Required work: Skip every picture, and copy exactly the lines from the one containing "Can you find the stone wall?" to the end of the data.

[Raw records]
━━━━━━━━━━━━━━━━
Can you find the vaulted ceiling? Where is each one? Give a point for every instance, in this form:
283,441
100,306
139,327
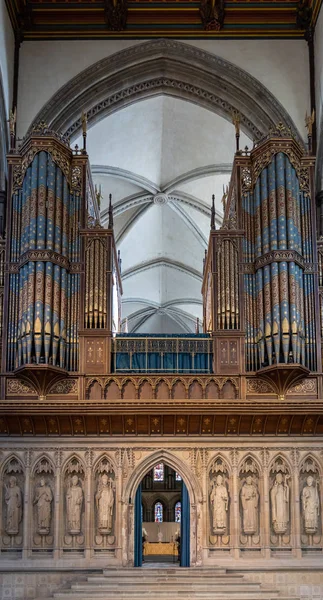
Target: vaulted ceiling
162,159
77,19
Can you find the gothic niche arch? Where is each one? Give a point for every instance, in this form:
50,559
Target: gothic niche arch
249,481
128,502
219,503
13,478
310,502
167,67
280,502
73,513
43,487
104,489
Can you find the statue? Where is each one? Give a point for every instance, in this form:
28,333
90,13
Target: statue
160,536
310,505
43,499
105,503
115,12
212,14
13,500
74,500
249,499
279,496
219,500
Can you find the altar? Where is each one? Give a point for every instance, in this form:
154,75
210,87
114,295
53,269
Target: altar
160,548
161,532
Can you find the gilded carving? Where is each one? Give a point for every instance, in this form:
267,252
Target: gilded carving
17,388
66,386
258,386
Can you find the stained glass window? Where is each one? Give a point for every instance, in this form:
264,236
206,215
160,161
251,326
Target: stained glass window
159,472
158,512
178,512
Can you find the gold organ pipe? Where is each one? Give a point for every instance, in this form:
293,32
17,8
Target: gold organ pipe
218,280
104,267
96,283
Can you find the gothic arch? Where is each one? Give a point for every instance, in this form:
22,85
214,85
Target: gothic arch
252,457
310,457
8,460
163,455
167,67
195,495
38,461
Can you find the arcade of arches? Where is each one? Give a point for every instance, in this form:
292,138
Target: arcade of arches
161,307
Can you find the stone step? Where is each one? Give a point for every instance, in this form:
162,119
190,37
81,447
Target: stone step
167,584
183,593
166,588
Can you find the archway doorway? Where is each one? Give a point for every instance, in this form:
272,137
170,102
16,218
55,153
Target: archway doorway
162,518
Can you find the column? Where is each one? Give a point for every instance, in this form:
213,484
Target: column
58,524
88,503
235,525
296,509
27,516
266,504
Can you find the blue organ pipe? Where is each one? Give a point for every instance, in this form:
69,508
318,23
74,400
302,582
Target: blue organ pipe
48,332
272,205
281,207
268,323
62,344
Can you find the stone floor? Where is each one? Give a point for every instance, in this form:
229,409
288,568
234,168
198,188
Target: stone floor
168,582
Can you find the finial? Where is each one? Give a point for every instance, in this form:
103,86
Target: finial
224,197
236,119
197,328
12,126
110,224
98,195
309,120
213,214
84,129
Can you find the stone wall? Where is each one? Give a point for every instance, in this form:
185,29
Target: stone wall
77,501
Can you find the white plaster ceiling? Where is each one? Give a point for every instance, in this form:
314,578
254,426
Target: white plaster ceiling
162,145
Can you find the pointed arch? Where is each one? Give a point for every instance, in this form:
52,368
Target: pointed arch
178,465
168,67
44,456
8,460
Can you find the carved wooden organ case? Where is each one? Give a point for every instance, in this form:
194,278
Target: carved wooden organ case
260,285
61,266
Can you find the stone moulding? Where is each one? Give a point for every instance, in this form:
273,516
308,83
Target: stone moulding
153,68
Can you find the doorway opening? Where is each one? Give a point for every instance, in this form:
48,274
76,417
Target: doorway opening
162,519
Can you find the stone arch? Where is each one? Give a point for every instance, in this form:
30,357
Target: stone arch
177,464
8,460
43,457
195,495
253,457
69,459
167,67
102,457
221,457
310,457
284,458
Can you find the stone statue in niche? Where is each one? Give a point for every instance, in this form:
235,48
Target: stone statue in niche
249,500
13,500
74,501
279,495
43,500
105,503
219,499
310,505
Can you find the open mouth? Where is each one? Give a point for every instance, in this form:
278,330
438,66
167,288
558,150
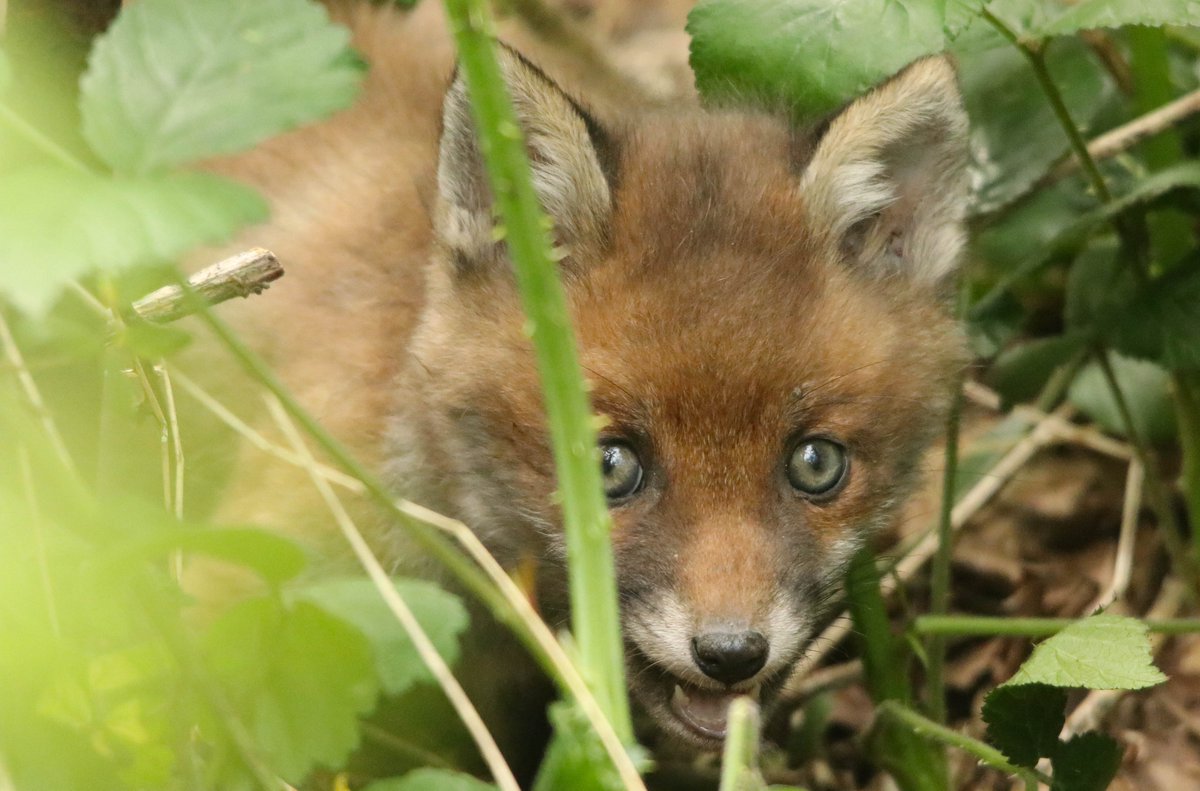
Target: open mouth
706,711
694,712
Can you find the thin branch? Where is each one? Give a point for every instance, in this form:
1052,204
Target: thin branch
916,557
931,730
1127,136
1127,540
425,649
243,275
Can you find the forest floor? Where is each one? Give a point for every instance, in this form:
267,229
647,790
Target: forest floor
1063,533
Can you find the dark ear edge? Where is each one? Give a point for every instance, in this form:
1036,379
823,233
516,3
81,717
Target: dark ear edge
888,179
574,159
━━━━━━━━━━━━━━━━
Output below:
Can you find the stone wall? Where is each one? Give a point for every instance, in this form:
185,29
Target: stone wall
77,501
Can you find the white plaster ceiling? Where is each one? Give a point for every instance, in this form:
314,578
254,426
Target: white plaster ceiling
162,145
Can you find the pointed arch? Where is each one? Give a point for every instance, in this form:
52,368
Target: pointed arch
178,465
168,67
44,456
8,460
Can you find the carved wooden organ case? Where is each one? Give a point for every instance, in this form:
194,278
Target: carved wooden organ case
260,285
61,266
Can you find the stone moulding? Where is each one? Give a point for every instance, in this form:
273,516
308,83
Target: stone moulding
153,68
Can you find the doorway opening? Where is each one? Give a point for every instance, in this form:
48,274
76,417
Target: doorway opening
162,519
Can you find the stone arch? Where is each one? Give a point for every instance, in this form:
30,357
Target: stone arch
177,464
8,460
43,457
195,495
253,457
69,459
167,67
102,457
221,457
310,457
284,458
Can you find the stone statue in niche? Where is each one? Give a point for every instance, in this form:
235,48
Target: stone statue in niche
249,500
13,500
74,501
279,495
43,500
105,503
219,499
310,505
Can you find the open mouth? Where is each one? Give a point for every instance, in this form:
278,330
438,66
167,288
558,150
Target: open mouth
706,711
694,712
Can you find the thin branch? Where is each one? Give a point for every instance, in this form:
1052,204
Target: thin branch
916,557
931,730
1127,136
1127,540
425,649
243,275
Can you find the forest floor? Where is each one? Give a point for every instance, in this form:
267,229
647,790
Target: forest floor
1063,533
Can you find the dark ear edge? Where is each one? Give a point for every instance, in this form:
1036,379
823,233
516,3
81,717
Target: dark ear edge
888,179
574,159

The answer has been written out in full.